Page excerpt »
Segment Open

Nestor Serrano (born November 5, 1955 in The Bronx, New York) is an American film and television actor. He is known for playing Navi Araz in the fourth season of 24. He also appeared as Emilio Loera in the fourth season of the Cinemax series Banshee.

Early life

Serrano studied at Queens College and the Lee Strasberg Theatre and Film Institute, both in New York City.

Career
Serrano began his acting career in off-Broadway plays in the late 1970s. He often portrays authority figures on both sides of the law. His first film was the 1986 Tom Hanks comedy The Money Pit. Since then, he has appeared in supporting roles in films such as Lethal Weapon 2, Bad Boys, The Negotiator, Empire, Secretariat, The Insider, Runaway Jury and The Day After Tomorrow.

He has an extensive television résumé, with appearances in shows such as Burn Notice, Homeland, Alias, Blue Bloods, and Law & Order and its spin-offs: SVU, Trial by Jury, and Criminal Intent.

Segment Closed

Record extracts »
Segment Open

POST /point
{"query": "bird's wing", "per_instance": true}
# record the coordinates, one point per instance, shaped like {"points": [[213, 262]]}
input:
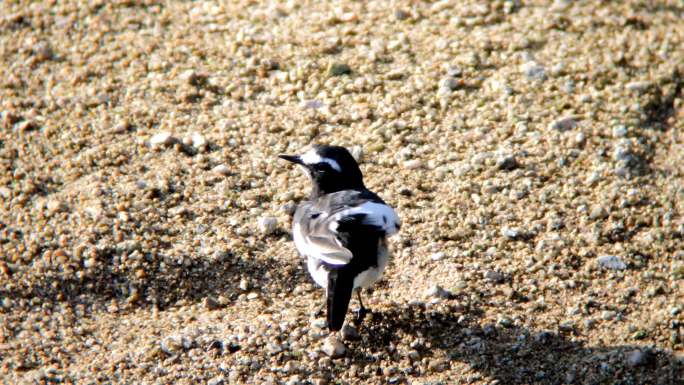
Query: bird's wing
{"points": [[324, 226], [314, 239]]}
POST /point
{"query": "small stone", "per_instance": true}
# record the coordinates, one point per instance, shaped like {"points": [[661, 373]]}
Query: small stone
{"points": [[505, 322], [289, 208], [506, 162], [171, 344], [210, 303], [357, 153], [619, 131], [218, 380], [563, 124], [198, 141], [608, 315], [510, 233], [494, 276], [639, 357], [319, 323], [612, 262], [267, 225], [5, 192], [413, 164], [42, 51], [400, 14], [252, 296], [55, 206], [333, 347], [221, 169], [349, 333], [437, 365], [162, 139], [449, 83], [339, 69], [244, 284], [598, 212], [638, 86], [438, 256], [437, 291], [533, 71]]}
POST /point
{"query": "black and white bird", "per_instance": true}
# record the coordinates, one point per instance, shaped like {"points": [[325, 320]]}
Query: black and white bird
{"points": [[341, 230]]}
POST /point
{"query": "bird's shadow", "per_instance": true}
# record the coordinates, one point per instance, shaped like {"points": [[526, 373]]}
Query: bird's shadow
{"points": [[447, 335]]}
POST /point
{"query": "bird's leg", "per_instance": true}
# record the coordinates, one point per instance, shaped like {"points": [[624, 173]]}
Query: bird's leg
{"points": [[361, 313], [319, 312]]}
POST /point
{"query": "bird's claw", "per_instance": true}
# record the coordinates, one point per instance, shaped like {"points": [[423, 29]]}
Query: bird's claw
{"points": [[359, 316]]}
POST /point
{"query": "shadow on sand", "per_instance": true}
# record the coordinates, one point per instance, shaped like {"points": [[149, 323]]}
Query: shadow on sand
{"points": [[511, 355]]}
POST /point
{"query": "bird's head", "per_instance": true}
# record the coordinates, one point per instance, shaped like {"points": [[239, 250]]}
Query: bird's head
{"points": [[331, 169]]}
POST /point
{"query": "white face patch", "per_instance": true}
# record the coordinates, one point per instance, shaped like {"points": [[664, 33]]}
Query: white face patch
{"points": [[312, 157]]}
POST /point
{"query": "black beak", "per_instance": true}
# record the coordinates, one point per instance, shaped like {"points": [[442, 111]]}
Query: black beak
{"points": [[291, 158]]}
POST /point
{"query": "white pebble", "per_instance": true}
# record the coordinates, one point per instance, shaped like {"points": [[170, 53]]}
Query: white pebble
{"points": [[563, 124], [162, 139], [357, 153], [244, 284], [413, 164], [267, 225], [221, 169], [533, 70], [333, 347], [437, 291], [510, 233], [612, 262], [198, 141]]}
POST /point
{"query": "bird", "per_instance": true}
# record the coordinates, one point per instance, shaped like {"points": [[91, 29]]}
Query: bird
{"points": [[341, 229]]}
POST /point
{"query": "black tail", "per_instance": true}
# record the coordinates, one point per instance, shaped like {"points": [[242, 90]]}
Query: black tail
{"points": [[340, 287]]}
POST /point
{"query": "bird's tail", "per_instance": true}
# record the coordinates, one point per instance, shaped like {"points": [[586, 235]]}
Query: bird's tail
{"points": [[340, 287]]}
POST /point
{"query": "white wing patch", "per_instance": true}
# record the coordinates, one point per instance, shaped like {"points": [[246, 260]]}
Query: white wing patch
{"points": [[312, 157], [377, 214], [327, 249]]}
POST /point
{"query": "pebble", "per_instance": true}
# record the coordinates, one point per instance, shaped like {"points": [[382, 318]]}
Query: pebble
{"points": [[171, 344], [437, 291], [338, 69], [506, 162], [349, 333], [218, 380], [598, 212], [619, 131], [221, 169], [357, 153], [564, 124], [252, 295], [198, 141], [267, 225], [510, 233], [638, 86], [413, 164], [533, 70], [244, 284], [319, 323], [494, 276], [162, 139], [608, 315], [333, 347], [449, 84], [210, 303], [638, 357], [612, 262]]}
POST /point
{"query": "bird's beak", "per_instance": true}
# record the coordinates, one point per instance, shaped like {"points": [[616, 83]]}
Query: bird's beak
{"points": [[291, 158]]}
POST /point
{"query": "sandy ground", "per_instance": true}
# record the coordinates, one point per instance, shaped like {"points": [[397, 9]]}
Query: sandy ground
{"points": [[533, 151]]}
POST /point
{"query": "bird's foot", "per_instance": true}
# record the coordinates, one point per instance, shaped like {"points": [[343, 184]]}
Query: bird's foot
{"points": [[359, 316]]}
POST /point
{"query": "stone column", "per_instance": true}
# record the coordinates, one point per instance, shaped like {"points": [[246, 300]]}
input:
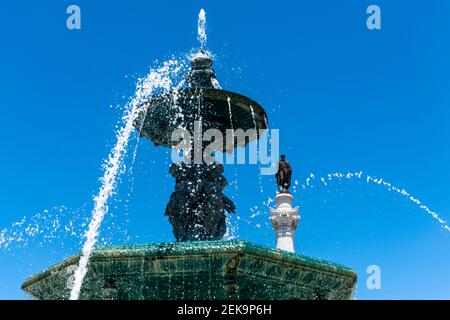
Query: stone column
{"points": [[284, 220]]}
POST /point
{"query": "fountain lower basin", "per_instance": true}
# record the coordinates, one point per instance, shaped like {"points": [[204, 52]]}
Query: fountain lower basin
{"points": [[201, 270]]}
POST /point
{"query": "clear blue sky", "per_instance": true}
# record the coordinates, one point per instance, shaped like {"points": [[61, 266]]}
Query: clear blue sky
{"points": [[344, 98]]}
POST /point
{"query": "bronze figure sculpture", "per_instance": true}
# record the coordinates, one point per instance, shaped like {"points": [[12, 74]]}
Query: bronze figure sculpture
{"points": [[283, 175]]}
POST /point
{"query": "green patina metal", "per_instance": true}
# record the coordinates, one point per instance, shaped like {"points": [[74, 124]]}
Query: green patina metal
{"points": [[197, 270]]}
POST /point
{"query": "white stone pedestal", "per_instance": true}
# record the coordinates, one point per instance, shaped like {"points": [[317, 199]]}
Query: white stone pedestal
{"points": [[284, 220]]}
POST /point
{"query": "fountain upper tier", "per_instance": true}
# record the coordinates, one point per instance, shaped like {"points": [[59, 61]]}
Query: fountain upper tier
{"points": [[167, 112]]}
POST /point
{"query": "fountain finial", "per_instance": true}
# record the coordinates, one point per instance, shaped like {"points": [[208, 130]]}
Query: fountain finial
{"points": [[201, 74]]}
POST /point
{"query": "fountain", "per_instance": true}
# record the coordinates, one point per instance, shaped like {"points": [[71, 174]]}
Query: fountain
{"points": [[199, 265]]}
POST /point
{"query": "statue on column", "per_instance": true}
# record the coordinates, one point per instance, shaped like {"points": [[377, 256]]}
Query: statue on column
{"points": [[283, 175]]}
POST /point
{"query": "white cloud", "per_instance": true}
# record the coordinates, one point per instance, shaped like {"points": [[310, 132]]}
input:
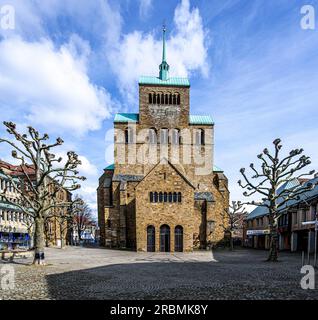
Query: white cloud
{"points": [[145, 7], [140, 53], [50, 86]]}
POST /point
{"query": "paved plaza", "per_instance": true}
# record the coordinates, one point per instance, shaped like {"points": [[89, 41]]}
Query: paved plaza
{"points": [[96, 273]]}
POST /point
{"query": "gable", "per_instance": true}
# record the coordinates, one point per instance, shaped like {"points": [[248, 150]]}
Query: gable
{"points": [[166, 173]]}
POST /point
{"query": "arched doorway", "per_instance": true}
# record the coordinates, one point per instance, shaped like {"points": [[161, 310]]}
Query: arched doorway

Segment Closed

Assigned task 1 » Write out the part of the Nestor Serrano biography starting at "He has an extensive" and ending at "and Criminal Intent.".
Assigned task 2 » Extend the Nestor Serrano biography with the passage that would come next after its final sentence.
The records have nothing to do with the Nestor Serrano biography.

Exercise output 1 »
He has an extensive television résumé, with appearances in shows such as Burn Notice, Homeland, Alias, Blue Bloods, and Law & Order and its spin-offs: SVU, Trial by Jury, and Criminal Intent.

Exercise output 2 »
Serrano is well known for playing Islamic terrorist Navi Araz in 24. He played Bobby's father on an episode of Ugly Betty. He played Victor, Adrianna Tate-Duncan's manager, on the CW show 90210. He made a guest-appearance on the Criminal Minds episode "Poison" as Det. Hanover, and he portrayed drug cartel leader Hector Estrada in Season 7 of the Showtime series Dexter. He played Carlos Solano, leader of the Solano Cartel in the USA show Graceland. In 2017, he played the psychiatrist Dr. Saul in the movie thriller Clinical.

Personal life
Serrano is of Puerto Rican descent.

Filmography

Films

References

External links
Official website

20th-century American male actors
21st-century American male actors
American male film actors
American male stage actors
American male television actors
Lee Strasberg Theatre and Film Institute alumni
Living people
Male actors from New York City
Place of birth missing (living people)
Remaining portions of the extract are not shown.